[Start of section]
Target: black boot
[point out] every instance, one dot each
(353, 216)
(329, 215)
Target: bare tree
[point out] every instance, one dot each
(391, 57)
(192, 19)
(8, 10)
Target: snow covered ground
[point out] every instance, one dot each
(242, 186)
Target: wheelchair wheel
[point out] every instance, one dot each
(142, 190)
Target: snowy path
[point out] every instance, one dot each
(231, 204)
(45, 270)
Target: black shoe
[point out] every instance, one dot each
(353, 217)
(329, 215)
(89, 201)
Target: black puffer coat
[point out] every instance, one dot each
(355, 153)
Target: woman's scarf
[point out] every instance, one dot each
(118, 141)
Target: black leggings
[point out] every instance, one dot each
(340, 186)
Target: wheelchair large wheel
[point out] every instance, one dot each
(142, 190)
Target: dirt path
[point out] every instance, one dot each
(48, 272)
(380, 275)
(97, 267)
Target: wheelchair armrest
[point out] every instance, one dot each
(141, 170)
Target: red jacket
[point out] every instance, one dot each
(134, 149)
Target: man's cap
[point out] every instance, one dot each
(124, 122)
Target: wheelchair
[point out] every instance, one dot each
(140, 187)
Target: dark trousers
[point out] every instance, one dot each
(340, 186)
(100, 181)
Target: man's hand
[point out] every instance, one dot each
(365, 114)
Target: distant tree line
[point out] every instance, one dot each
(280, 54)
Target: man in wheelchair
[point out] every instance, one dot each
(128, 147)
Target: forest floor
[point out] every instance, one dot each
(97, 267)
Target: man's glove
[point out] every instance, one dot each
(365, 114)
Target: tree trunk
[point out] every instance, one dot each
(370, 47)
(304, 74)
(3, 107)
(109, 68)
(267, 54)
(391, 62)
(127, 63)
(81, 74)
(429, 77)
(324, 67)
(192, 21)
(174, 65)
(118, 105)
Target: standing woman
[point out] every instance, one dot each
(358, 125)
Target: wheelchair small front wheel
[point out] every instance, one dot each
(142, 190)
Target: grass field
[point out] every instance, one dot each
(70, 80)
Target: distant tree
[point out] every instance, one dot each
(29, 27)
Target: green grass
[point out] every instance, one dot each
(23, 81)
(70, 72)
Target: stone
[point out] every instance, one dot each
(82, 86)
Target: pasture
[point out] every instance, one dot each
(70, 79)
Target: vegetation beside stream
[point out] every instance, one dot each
[End of section]
| Your assignment |
Every line above that holds the string "wheelchair" counts once. State how many such lines there are, as a number alone.

| Solution for this exercise |
6